◆ Passage to read
-------------------------

Decidedly not your English teacher’s Chaucer, but creepy, suspenseful fun.

Nine pilgrims try to outrun the Black Death in first novelist Maitland’s sensational take on The Canterbury Tales.

It’s 1348, and nonstop rain has been soaking England for months. Plague has struck the port cities, and a half-blind, disfigured peddler stops at a village fair to sell his fake religious relics. He plans to make for an inland shrine, in hopes of wintering far from the encroaching Black Death. The peddler haphazardly and reluctantly accumulates eight traveling companions. Zophiel, a magician and con man who has a wagon and horse, totes cargo (including an embalmed mermaid) that he won’t let anyone touch. Pregnant Adela and her husband Osmond have been banished by their families. Venetian minstrel Rodrigo and his apprentice Jofre have been sacked by their lord. Cygnus is a man born with a swan’s wing. Midwife/healer Pleasance is accompanied by her young albino charge, Narigorm, who casts runes. With echoes of The Seventh Seal and a nod to The Decameron, Maitland describes an England mired in superstition and paranoia as, destabilized by famine, pestilence and climate change, feudal society breaks down. The fugitive pilgrims can never shelter long in any town; either their own behavior (mostly Jofre’s drunken homosexual escapades) or the arrival of plague drives them on. They’re pursued by mysterious wolf-howls, and soon death stalks their numbers as well. After Pleasance is found hanged, they learn she was Jewish, concealing that fact because Jews are banned in England. Zophiel admits he’s a disgraced priest who’s being pursued by a “bishop’s wolf,” a holy hit man. Adela and Osmond may be brother and sister. One of the biggest mysteries here is why the group tolerates bad seed Narigorm. Although they believe in witches, vampires and werewolves, they apparently don’t mind that Narigorm revels in their misfortunes, when she’s not foretelling their doom or torturing small animals.

-------------------------

Point placement lines:
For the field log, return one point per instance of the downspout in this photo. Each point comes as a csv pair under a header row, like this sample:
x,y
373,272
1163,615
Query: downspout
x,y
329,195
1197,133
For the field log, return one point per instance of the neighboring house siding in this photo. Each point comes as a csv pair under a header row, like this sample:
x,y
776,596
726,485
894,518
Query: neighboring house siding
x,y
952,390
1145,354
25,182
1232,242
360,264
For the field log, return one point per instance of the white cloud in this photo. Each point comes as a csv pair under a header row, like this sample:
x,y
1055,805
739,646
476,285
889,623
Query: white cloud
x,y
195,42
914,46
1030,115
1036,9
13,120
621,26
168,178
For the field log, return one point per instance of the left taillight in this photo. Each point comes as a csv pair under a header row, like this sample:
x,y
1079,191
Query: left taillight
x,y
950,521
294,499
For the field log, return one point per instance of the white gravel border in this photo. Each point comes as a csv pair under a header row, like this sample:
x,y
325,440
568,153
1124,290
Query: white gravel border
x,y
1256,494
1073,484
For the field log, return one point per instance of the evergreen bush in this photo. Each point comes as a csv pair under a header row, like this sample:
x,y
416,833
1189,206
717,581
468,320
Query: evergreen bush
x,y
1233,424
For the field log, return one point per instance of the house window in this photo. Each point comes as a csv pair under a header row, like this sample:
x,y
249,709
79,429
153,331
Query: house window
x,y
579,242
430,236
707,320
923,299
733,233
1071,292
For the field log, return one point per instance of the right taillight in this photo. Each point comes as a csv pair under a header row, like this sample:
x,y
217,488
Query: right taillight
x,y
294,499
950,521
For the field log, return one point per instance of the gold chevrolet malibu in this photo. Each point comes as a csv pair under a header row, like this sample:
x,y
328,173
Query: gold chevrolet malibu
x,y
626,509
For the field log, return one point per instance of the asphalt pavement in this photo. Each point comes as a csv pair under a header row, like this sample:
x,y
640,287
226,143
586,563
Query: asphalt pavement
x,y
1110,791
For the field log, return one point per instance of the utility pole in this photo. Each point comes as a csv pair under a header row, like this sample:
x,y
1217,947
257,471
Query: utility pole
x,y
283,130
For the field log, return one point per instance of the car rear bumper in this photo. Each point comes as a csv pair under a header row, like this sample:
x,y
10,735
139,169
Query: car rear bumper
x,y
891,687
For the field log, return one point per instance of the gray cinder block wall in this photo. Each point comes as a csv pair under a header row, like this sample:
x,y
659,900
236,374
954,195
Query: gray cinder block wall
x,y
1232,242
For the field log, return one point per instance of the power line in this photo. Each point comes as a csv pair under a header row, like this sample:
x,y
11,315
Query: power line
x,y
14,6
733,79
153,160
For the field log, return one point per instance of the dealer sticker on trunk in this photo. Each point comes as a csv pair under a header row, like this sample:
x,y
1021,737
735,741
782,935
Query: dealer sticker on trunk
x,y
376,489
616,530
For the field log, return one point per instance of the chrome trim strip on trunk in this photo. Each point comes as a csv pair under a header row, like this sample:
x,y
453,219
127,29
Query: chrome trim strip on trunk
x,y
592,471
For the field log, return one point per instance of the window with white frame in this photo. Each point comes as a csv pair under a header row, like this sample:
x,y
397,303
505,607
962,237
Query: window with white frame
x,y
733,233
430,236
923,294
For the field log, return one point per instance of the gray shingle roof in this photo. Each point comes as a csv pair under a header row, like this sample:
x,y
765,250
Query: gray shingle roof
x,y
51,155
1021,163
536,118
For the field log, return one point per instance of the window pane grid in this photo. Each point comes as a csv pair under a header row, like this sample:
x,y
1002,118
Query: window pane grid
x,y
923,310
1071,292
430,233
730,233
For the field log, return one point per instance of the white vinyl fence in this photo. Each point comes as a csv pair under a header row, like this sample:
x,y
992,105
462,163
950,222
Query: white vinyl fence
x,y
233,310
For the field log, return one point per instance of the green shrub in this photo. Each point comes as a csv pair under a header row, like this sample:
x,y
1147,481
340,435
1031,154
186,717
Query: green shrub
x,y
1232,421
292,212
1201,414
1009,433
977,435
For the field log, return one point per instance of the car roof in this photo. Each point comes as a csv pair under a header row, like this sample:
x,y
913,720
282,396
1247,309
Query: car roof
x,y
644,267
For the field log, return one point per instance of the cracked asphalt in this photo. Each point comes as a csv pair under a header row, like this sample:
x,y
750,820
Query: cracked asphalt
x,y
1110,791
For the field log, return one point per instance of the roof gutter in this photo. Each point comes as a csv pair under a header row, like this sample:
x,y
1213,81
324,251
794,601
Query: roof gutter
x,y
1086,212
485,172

-------------------------

Please revise the book review between "Decidedly not your" and "The Canterbury Tales.", inclusive, putting "Great Pestilence" wherever "Black Death" appears.

Decidedly not your English teacher’s Chaucer, but creepy, suspenseful fun.

Nine pilgrims try to outrun the Great Pestilence in first novelist Maitland’s sensational take on The Canterbury Tales.